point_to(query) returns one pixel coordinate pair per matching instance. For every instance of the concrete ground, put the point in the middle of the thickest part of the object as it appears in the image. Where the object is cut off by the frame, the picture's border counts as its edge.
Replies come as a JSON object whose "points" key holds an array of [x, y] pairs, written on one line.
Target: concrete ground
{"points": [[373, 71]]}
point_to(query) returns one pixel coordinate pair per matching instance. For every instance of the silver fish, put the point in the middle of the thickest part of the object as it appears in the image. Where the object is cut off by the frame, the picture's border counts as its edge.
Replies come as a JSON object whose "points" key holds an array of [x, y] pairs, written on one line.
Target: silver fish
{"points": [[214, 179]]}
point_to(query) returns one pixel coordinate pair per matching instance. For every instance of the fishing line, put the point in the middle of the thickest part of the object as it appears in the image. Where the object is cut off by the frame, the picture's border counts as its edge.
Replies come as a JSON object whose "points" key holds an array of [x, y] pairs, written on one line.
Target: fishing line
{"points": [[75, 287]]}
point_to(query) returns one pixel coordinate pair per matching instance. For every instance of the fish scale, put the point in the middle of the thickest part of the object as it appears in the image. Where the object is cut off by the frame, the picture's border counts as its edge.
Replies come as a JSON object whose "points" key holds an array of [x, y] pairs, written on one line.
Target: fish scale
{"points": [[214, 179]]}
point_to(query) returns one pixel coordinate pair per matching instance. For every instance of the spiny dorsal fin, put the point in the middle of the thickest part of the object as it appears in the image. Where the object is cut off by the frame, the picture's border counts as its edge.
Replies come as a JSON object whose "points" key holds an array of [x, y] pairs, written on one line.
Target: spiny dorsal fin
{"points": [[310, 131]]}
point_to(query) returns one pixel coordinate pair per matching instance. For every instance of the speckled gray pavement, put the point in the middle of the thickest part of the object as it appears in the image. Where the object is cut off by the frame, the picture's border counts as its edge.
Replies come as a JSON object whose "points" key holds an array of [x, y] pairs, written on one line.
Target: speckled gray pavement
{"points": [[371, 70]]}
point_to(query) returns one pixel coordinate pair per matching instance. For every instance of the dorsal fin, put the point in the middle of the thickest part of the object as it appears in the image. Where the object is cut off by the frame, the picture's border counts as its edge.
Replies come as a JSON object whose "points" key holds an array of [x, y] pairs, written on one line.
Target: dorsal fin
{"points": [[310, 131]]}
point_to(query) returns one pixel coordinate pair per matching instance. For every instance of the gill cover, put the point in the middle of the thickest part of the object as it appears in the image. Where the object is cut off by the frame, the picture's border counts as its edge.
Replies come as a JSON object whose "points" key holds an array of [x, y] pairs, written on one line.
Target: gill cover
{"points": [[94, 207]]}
--
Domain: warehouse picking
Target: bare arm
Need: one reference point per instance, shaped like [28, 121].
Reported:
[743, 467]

== Short task ==
Find every line in the two blocks above that contains the word "concrete", and copy each one in full.

== Reply to the task ==
point_to(query) returns one pixel coordinate pair per matching instance. For every instance of the concrete ground, put the point in the middle of the thickest part of the object as it appears in the image. Where the object is cut off by the frame, the picture's border counts as its edge.
Target: concrete ground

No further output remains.